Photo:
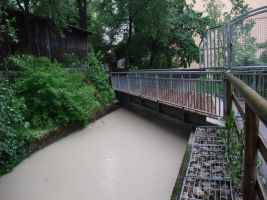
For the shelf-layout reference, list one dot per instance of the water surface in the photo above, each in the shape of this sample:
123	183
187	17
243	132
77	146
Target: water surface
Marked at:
130	154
○ ○ ○ ○ ○ ○ ○
TASK TO COMPLETE — Copy every line of the material above except the picture, including the wording that asks for the points. Adjust each coordinate in the marked answer points by -38, and leave the numbers in the sample format unchanged.

OUTPUT OF THE EXERCISE —
Photo:
For the shelf-layout reference, list one dot per instance of the water surface in the photo above, each in the shape of this sample:
123	183
187	17
243	132
77	146
Target: water surface
Marked at:
92	116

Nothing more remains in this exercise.